__Required work__: Revise the rows below by changing each "pin" to "mark", with all other wording kept the same.
+ + + + + + +
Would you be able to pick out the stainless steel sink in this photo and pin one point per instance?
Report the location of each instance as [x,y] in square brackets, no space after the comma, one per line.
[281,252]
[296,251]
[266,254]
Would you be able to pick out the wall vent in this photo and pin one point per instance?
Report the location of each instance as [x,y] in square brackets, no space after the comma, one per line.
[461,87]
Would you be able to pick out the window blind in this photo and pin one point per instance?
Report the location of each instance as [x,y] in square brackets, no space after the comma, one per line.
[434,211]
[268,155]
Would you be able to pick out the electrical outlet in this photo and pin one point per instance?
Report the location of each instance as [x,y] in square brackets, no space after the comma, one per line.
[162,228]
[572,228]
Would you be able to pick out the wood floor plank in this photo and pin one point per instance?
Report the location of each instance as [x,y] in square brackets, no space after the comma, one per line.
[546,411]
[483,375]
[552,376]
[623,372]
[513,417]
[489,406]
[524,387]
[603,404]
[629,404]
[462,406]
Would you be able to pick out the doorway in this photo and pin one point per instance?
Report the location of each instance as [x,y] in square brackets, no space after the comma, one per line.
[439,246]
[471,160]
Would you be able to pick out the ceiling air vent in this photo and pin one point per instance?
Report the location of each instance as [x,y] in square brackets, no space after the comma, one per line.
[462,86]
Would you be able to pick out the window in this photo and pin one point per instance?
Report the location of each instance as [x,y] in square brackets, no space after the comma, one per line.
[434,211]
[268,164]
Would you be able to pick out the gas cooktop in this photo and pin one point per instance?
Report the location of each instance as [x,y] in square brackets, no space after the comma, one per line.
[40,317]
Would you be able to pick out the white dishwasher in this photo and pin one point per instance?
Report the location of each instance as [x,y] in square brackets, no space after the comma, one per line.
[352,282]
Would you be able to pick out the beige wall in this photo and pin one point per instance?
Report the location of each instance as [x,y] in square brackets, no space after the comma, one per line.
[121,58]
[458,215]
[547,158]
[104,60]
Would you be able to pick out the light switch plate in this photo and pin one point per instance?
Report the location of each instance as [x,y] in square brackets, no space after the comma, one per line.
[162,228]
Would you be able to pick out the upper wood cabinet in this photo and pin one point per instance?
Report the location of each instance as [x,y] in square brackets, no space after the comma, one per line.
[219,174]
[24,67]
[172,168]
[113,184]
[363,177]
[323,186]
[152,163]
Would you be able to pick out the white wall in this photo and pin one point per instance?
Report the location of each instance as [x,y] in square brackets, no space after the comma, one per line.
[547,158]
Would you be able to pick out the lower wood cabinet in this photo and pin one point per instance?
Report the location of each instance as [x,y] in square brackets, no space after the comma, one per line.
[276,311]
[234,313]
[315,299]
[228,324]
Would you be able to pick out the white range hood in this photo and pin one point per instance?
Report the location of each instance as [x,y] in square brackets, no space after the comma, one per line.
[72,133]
+ + + + + + +
__Final answer__:
Would you be able to pick out the stainless steel sink in this photo and mark one point per instance?
Report the location of each instance as [x,y] in square brackets, no space after the comma, one per line.
[281,252]
[296,251]
[266,254]
Would you be able to pick out the wall vent in this photo and mark one point per instance?
Report the location of each instance as [x,y] in square brackets, no space after the comma, one per line.
[461,87]
Would you be able to pick out the window blind in this photo and mark one point per instance?
Report the location of each instance as [x,y] in square brackets, no space after the comma, one per line.
[434,211]
[268,155]
Would you be able to pick out the electrical outlet in this photo and mark one point per instance?
Report the location of each instance as [x,y] in square brackets, no space after the comma, one per line.
[162,228]
[572,228]
Would you be able to pick out the wood floor plank in this photo and mark one point per instance?
Report the location of each instance as [x,y] in square brackets, no space after the comma, one per line.
[546,411]
[483,375]
[552,376]
[623,372]
[513,417]
[489,406]
[524,387]
[603,404]
[629,404]
[462,406]
Would you be able to pick out the doorway in this photo and mark one point per instance?
Report the location of each instance as [x,y] in square brackets, no space after the comma, one per line.
[439,246]
[471,160]
Would you be able to pick out the ceiling air vent in this photo and mark one point per instance?
Report the location of each instance as [x,y] in square brackets, no space after the comma, one per line.
[462,86]
Would you be able to pick out the window in this photo and mark one point per instance?
Report the location of each instance as [x,y] in square brackets, no space after the comma, one per line.
[434,211]
[268,164]
Would you be able to pick out the gas cooktop in this photo and mark one point per instance?
Report the location of each instance as [x,y] in square brackets, no space after the comma, one per line.
[40,317]
Would you be able to pick out the white dishwasher in this photo and mark one point per instance?
Report the location of each instance as [x,y] in square brackets, no space after the comma, one per line.
[352,282]
Would you be able to pick out the beige wall in this photo and mark one point per instance?
Report the location of each instance as [x,y] in square brackets, no space after the comma, one per line.
[121,58]
[458,215]
[547,158]
[104,60]
Would you be able to pick out the light switch plate in this photo and mark one point per instance?
Report the location of each instance as [x,y] in square brackets, no space after the comma, one per line.
[162,228]
Would you be able to pick out the upper wood cabinet in this photo and mark one point per instance?
Report the location of each instance as [x,y] in square brackets, no space after the comma, one per line.
[219,174]
[24,67]
[172,168]
[113,184]
[363,177]
[323,186]
[152,163]
Would you be able to pick out the white wall in this photo and mark one point per instance?
Report the location of each instance as [x,y] in square brackets, no space after the comma, one per line.
[547,158]
Would you be able to pick out the lower wood cabinet in this photo and mark one point per instance?
Report the location of each instance as [x,y] in square brackets, no space after the comma, one per line.
[276,311]
[234,313]
[315,299]
[228,324]
Would you be able to pick out the white range hood in this photo and mark one point per instance?
Report the location of each instance as [x,y] in square brackets, no space after the comma, one per line.
[72,133]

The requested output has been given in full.